:: Dataset entries ::
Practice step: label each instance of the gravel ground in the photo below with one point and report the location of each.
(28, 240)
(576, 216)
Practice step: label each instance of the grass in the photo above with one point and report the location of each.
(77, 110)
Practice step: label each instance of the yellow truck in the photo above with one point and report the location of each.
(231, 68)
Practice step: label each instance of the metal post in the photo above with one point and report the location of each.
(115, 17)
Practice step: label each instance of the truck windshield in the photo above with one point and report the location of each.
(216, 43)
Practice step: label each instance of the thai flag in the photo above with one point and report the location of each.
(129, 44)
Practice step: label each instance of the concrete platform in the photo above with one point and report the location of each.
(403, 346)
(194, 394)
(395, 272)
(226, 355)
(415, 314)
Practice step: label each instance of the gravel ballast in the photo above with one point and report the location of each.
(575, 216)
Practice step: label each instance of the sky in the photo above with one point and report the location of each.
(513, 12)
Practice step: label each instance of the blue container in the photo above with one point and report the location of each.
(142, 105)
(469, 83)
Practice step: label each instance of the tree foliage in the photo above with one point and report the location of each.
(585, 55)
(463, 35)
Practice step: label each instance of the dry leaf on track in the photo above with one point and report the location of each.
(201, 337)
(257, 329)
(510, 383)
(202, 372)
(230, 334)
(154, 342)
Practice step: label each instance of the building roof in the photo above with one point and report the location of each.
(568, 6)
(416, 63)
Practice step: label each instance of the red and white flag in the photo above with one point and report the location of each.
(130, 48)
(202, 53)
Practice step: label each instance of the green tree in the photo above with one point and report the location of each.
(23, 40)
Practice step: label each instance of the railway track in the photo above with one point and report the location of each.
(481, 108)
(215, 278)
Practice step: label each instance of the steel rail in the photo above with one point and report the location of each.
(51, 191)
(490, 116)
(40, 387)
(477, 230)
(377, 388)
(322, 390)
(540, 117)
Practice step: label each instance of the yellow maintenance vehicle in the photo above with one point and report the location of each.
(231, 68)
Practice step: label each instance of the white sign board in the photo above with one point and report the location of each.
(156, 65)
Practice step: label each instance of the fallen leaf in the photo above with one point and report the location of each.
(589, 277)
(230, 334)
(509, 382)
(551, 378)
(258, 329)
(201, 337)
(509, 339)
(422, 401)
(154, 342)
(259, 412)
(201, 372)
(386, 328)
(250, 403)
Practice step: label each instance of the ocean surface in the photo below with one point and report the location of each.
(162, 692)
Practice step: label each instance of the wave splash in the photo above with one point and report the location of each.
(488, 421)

:: Problem details ::
Copy out all of the material above, swapping "Practice step" for "Exercise" wherever it appears. Leave everything else unchanged.

:: Exercise answer ::
Exercise: label each instance of the gravel ground in the photo below with one point and report the location of each.
(28, 240)
(576, 216)
Exercise: label each instance of the grass in the photo above with one point and report the location of each.
(77, 110)
Exercise: label each instance of the yellow truck in the photo above with one point and report the location of each.
(231, 68)
Exercise: label each instance of the metal post in the photo above with one point and report the location of each.
(115, 17)
Exercise: label each instance of the truck windshield in the photo above with one point and report the location of each.
(216, 43)
Exercise: label each instance of the thai flag in the photo above with one point and report the location of each.
(129, 44)
Exercise: label each instance of the concrete platform in the photo above with one point and report the location of each.
(403, 346)
(194, 394)
(395, 272)
(226, 355)
(415, 314)
Exercise: label each instance of the gravel ballast in the photo above with one point and report the location of each.
(575, 216)
Exercise: label each instance of the sky in the photo above with one point and report the location of each.
(513, 12)
Exercise: label each instance of the blue container in the photo above with one point and report the location of each.
(142, 105)
(469, 83)
Exercise: label each instance of the tree foliage in the photo above with one point and report the location of each.
(585, 55)
(463, 35)
Exercise: label each instance of the dry leaf on track in the photo above with one point and report the location of each.
(201, 337)
(257, 329)
(510, 383)
(202, 372)
(230, 334)
(154, 342)
Exercise: label each instance of the building roof in the photo above with one point and report the location of each.
(568, 6)
(416, 63)
Exercise: label each instance of the red and white flag in the photo above with one point and report the location of each.
(130, 48)
(202, 53)
Exercise: label each instance of the green tree in the photo above with one point and report the location of each.
(23, 40)
Exercise: label each instance of the railway track in the photo above with one point and report the location of each.
(481, 108)
(215, 278)
Exercise: label each instance of the steel rail in the photo above with one point and report the location of each.
(51, 191)
(490, 116)
(40, 387)
(477, 230)
(377, 388)
(322, 390)
(540, 117)
Exercise: label each instance of the yellow maintenance vehicle in the photo above with one point and report the location of each.
(231, 68)
Exercise: label each instance of the white sign board in the photo above with one point and report the location of each.
(156, 65)
Exercise: label each instance of the fallen leaf in the photo above with one point and report the location of each.
(589, 277)
(230, 334)
(509, 382)
(551, 378)
(258, 329)
(201, 337)
(509, 339)
(422, 401)
(154, 342)
(259, 412)
(201, 372)
(386, 328)
(250, 403)
Exercise: label each instance of the ocean surface in the photo below with one point and report the location of each.
(162, 692)
Exercise: label each instance of the wave splash in the photo above with one point and report the location of each.
(488, 421)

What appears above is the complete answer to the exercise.